[Start Dataset entries]

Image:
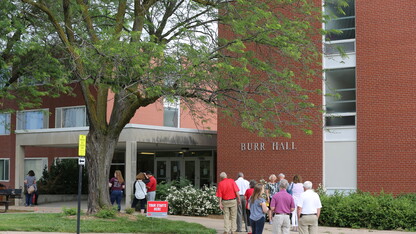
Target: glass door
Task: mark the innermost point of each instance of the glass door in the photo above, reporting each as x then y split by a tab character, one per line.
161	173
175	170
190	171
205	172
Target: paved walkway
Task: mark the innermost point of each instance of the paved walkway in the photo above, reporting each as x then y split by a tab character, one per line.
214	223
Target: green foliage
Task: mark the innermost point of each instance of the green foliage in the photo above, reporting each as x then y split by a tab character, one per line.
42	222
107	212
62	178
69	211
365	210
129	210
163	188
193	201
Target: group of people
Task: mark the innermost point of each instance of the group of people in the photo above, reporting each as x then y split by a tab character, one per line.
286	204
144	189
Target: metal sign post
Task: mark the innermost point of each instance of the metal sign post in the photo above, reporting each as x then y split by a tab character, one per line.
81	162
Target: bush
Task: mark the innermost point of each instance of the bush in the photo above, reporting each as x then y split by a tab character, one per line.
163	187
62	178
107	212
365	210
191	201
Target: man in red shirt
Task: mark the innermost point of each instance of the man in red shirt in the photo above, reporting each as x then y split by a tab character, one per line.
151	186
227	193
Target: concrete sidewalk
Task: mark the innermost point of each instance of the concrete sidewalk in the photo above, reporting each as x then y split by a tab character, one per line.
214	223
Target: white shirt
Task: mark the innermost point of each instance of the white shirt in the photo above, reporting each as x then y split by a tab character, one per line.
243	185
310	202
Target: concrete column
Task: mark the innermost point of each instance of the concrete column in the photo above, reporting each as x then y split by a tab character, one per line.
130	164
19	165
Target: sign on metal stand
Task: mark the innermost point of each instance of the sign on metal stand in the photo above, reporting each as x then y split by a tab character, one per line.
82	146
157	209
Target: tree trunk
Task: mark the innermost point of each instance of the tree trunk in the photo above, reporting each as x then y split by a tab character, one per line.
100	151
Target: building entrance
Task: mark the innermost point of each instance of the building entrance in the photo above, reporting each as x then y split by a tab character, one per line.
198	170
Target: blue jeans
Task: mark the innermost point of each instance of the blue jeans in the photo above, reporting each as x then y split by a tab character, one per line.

[End Dataset entries]

> Task description: Copy out every one of the records above with "innermost point" swapped for "center point" wherever it appears, keeping everything else the same. Omit the pictures from your copy.

> Answer to this problem:
Image:
Target: glass door
Task: mark the center point of each instance of the glass door in the photo above, reporting each as x then y split by a tab character, one per line.
161	173
175	170
190	171
205	172
Target: paved walkway
Task: mark the center point of each instance of the paved walkway in the photo above, reporting each as x then y split by a tab character, one per line.
214	223
Target: green foliage
Task: mark the center point of each instance of the green foliage in the photo above, reporting each as x then y split by a tab character, one per line.
42	222
107	212
62	178
69	211
365	210
129	210
163	188
193	201
Target: group of people
Task: mark the center point of each instance of the group of people in the photo above, reporting each as x then y split by a tab character, one per line.
286	204
144	189
Target: metal sign post
Task: mark the center point of each instance of the metal sign post in the photo above, reporting each as x then y split by a tab character, one per line.
81	162
Target: bush
Task: mark the center point of each instance of the bush in the photo above, reporting each as x then y split by a tab character, one per line.
163	187
62	178
107	212
365	210
191	201
Target: man in red shirt
Task: mark the center point of each instance of the man in red shirt in the photo above, reporting each as x then y split by a tab character, one per line.
151	186
227	193
Target: concrete sidewalk
Task: mark the center point of each instance of the concrete sidewalk in the photo above, reporting each as x then y split by a tab character, one per line.
214	223
Target: white shirt
Task: mark the center point of each instance of the white shirt in the photo above, reporting each as x then y split by a tab character, one per line.
243	185
310	202
Target: concrete column
Task: mark the center point of each instance of the concrete column in the photo above, reporting each as x then y split by a tab character, one per line.
130	164
19	165
Target: sign on metal stand
Task: mark the center point of each instance of the sign on metal stand in the photo above, reporting each as x then y split by a tab character, one per line.
82	146
157	209
Target: tree trunk
Task: mark the center point of each instance of the tree trunk in the photo above, reporting each as x then y split by a tab character, one per line.
100	151
Target: building entrance
Task: mark the center point of each instance of the building entrance in the photo above, reporting each as x then y split by a tab character, one per line.
198	170
Target: blue jeans
Task: mark the center point of each instance of the blue jeans in the photo above, reporting each as x then y split by a tab character, one per line.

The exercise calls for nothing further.